Rows from a pointing dataset:
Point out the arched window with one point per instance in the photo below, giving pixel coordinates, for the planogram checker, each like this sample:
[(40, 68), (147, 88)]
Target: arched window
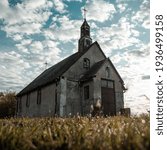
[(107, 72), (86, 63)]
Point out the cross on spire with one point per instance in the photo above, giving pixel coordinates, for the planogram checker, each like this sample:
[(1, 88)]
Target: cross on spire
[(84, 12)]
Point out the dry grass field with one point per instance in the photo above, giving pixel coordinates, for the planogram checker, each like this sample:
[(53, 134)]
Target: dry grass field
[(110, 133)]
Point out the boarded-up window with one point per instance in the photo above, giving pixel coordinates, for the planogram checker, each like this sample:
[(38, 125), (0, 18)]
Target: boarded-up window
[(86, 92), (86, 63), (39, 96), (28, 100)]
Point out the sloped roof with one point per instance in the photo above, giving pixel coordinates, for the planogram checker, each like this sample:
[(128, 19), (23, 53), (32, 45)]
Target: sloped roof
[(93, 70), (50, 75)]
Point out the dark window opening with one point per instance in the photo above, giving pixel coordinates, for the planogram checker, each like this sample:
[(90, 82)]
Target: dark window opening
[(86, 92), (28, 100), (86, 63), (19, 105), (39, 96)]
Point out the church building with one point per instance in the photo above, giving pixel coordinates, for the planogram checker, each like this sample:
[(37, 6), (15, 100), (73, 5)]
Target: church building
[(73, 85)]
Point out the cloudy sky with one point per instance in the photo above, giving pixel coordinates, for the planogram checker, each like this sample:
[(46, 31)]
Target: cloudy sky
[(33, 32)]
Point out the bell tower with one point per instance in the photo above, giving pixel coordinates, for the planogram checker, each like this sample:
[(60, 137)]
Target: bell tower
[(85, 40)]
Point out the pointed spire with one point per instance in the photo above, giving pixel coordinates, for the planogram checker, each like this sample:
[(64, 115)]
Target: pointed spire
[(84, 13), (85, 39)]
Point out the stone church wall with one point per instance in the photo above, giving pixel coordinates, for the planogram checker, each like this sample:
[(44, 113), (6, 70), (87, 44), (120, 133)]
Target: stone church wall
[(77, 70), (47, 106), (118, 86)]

...

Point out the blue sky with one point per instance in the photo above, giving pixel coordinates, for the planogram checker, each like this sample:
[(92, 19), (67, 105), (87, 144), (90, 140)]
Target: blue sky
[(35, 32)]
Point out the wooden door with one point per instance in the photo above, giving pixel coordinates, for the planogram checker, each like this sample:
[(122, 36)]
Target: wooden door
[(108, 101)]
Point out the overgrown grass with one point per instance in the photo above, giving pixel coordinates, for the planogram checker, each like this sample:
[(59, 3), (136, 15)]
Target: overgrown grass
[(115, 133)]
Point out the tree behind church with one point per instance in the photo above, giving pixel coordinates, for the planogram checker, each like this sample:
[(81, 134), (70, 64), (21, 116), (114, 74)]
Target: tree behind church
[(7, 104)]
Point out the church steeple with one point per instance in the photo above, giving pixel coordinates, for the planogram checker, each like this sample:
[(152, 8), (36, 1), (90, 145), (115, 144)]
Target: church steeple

Set problem: Reproduce only the part of the records that opens with the line containing "Point out the blue" and closes with the line containing "Target: church steeple", substituting "image coordinates" for "pixel coordinates" and leaving everything else unchanged.

Reply to the exercise:
Point out the blue sky with one point per instance in the photo above, giving image coordinates, for the planogram checker, each like this sample:
[(92, 19), (67, 105), (87, 144), (90, 140)]
Target: blue sky
[(35, 32)]
Point out the wooden door with one point per instance in the photo above, giving image coordinates, for the planogram checker, each like this sample:
[(122, 36)]
Target: wooden door
[(108, 101)]
Point out the overgrown grass with one point per instance in the photo above, giving image coordinates, for the planogram checker, each like this sample:
[(59, 3), (136, 15)]
Target: overgrown grass
[(115, 133)]
Point out the tree behind church with one point per instance in the photo above, giving image coordinates, for the planogram checker, each like this sample:
[(81, 134), (70, 64), (21, 116), (114, 74)]
Target: tree behind church
[(7, 104)]
Point out the church steeple with one point per instance in the photo above, giving image coordinates, for the planogram checker, each like this sample:
[(152, 8), (36, 1), (90, 145), (115, 144)]
Target: church steeple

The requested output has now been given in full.